• [THE EXERCISE]:
Recast the items below as a numbered list, skipping blank lines, covering everything from the start of the items down to the line containing "xmin=295 ymin=172 xmax=332 ymax=191", with both of those lines included.
___ DATASET RECORDS
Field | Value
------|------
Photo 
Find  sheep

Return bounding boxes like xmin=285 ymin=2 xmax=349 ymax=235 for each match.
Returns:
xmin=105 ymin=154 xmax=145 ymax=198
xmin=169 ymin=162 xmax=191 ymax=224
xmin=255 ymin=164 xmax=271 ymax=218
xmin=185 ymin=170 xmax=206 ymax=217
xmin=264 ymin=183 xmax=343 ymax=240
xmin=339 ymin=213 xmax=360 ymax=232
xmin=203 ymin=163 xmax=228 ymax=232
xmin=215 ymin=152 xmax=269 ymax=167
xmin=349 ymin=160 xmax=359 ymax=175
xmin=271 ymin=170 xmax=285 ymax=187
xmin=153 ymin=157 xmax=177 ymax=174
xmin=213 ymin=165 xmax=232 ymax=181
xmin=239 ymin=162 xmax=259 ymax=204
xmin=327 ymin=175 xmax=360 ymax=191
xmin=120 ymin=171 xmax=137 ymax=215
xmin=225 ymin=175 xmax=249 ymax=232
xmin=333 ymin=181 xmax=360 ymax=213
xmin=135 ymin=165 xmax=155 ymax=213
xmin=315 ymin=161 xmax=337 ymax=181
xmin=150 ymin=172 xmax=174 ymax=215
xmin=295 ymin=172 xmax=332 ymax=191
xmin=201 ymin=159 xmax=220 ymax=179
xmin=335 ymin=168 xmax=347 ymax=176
______
• [WRITTEN RESPONSE]:
1. Field | Value
2. ------|------
3. Photo 
4. Find  sheep
5. Return bounding boxes like xmin=285 ymin=2 xmax=349 ymax=235 for each match.
6. Returns:
7. xmin=105 ymin=154 xmax=145 ymax=198
8. xmin=169 ymin=162 xmax=191 ymax=224
9. xmin=255 ymin=164 xmax=271 ymax=218
10. xmin=185 ymin=170 xmax=206 ymax=217
11. xmin=264 ymin=183 xmax=343 ymax=240
12. xmin=339 ymin=213 xmax=360 ymax=232
13. xmin=203 ymin=163 xmax=228 ymax=232
14. xmin=215 ymin=152 xmax=269 ymax=167
15. xmin=349 ymin=160 xmax=359 ymax=175
16. xmin=271 ymin=170 xmax=285 ymax=187
17. xmin=153 ymin=157 xmax=177 ymax=174
18. xmin=213 ymin=165 xmax=232 ymax=181
19. xmin=239 ymin=162 xmax=259 ymax=204
20. xmin=327 ymin=175 xmax=360 ymax=191
21. xmin=120 ymin=171 xmax=137 ymax=215
22. xmin=225 ymin=175 xmax=249 ymax=232
23. xmin=333 ymin=181 xmax=360 ymax=213
24. xmin=135 ymin=165 xmax=155 ymax=213
25. xmin=315 ymin=161 xmax=337 ymax=181
26. xmin=150 ymin=172 xmax=174 ymax=215
27. xmin=295 ymin=172 xmax=332 ymax=191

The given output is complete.